## PAGE
+-------+
In addition to the medley of plays which we have already described, we must mention those of John Bale (b. 1495; d. 1563), Bishop of Ossory under Edward VI. To the controversies in which his virulence earned him the epithet 'bilious,' Bale contributed an attack on monasticism entitled The Actes of Englyshe Votaries, and also The Image of both Churches. His Illustrium Majoris Britanniæ Scriptorum Summarium (1549), a useful though inaccurate account of five hundred British authors, has given him a better claim to remembrance. Of his twenty-two plays only five are extant-A Tragedy or interlude manifesting the chief promises of God unto man, The Three Lawes of Nature, Moses and Christ, a Life of John the Baptist, The Temptacyon of our Lorde; and his historical play, King John, in which the king is represented as the guardian of English freedom against papal aggression. The religious plays are formless productions, which certainly had no influence on the development of the drama. Perhaps the same should be said of King John, which seems to have been originally written about 1550 and revised in the reign of Elizabeth. The allegorical element from the old moralities is still present in it, for Simon of Swynsett, who poisons John, must needs call himself' Monastycall Devocion,' and be called by Bale Dissimulation;' and we find among other characters Privat Welth' (lyke a Cardynall’), 'Sedycyon,' and more notable than these a personification of England. But as a first attempt to dramatise history the play is not without interest, and there are some few dramatic touches, such as the poisoner's attempt to avoid sharing the draught, and his courageous acquiescence when he finds it the only way to secure his victim.
+-------+
## INFORMATION SHOWN

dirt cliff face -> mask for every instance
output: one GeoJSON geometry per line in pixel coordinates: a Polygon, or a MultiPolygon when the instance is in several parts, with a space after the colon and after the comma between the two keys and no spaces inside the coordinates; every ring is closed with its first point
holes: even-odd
+-------+
## TASKS AND EXERCISES
1 - Using the passage on John Bale, decide whether each statement agrees with it: (a) Bale wrote twenty-two plays, of which five survive; (b) the religious plays strongly influenced the development of the drama; (c) King John seems to have been first written about 1550. Answer yes or no for each and quote the deciding words.
2 - Translate this sentence from the passage on John Bale into French: "The religious plays are formless productions, which certainly had no influence on the development of the drama."
3 - According to the passage on John Bale, what church office did Bale hold under Edward VI?

## EXERCISE RESULTS
1 -
(a) Yes: "Of his twenty-two plays only five are extant"
(b) No: "which certainly had no influence on the development of the drama"
(c) Yes: "seems to have been originally written about 1550"

2 - Les pièces religieuses sont des productions informes, qui n'ont certainement eu aucune influence sur le développement du drame.

3 - Bale was Bishop of Ossory.